Exercise requirements:
A – In the text about the Saturn photo, what did TinEye.com return when the reverse image search was tried?
B – From the text about the Saturn photo, copy everything from "In response to" down to "we are sorry." word for word.

Text segment:
‘Saturn as Captured from a Backyard Telescope’
Claim
Reporting
On May 28 2022, a Facebook user shared an image captioned, “Saturn as seen from a backyard telescope” to the large public group “Physics and Astronomy.”
Commenters on the post seemed to believe the sharer captured the image personally, responding:
“What wonderful detail you were able to pick up. First time I saw Saturn in my telescope was breathtaking as well even though my image wasn’t as beautiful as yours”
“Doesn’t take a very flash telescope to see Saturn with your own eye, and the first time you do, well words can’t describe it. Nice picture.”
“What telescope , this is a fantastic image”
In response to the third comment, the sharer explained they hadn’t taken the photograph themselves:
“I haven’t clicked this photo sir..I found it on the internet and shared here..”
An initial reverse image search was unproductive. TinEye.com returned the following error message:
Whoops, we are sorry.

Stored data:

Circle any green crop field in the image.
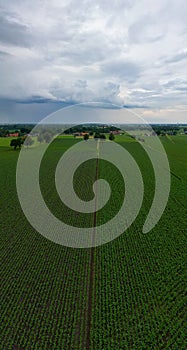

Exercise results:
A – An error message: "Whoops, we are sorry."

B –
In response to the third comment, the sharer explained they hadn’t taken the photograph themselves:
“I haven’t clicked this photo sir..I found it on the internet and shared here..”
An initial reverse image search was unproductive. TinEye.com returned the following error message:
Whoops, we are sorry.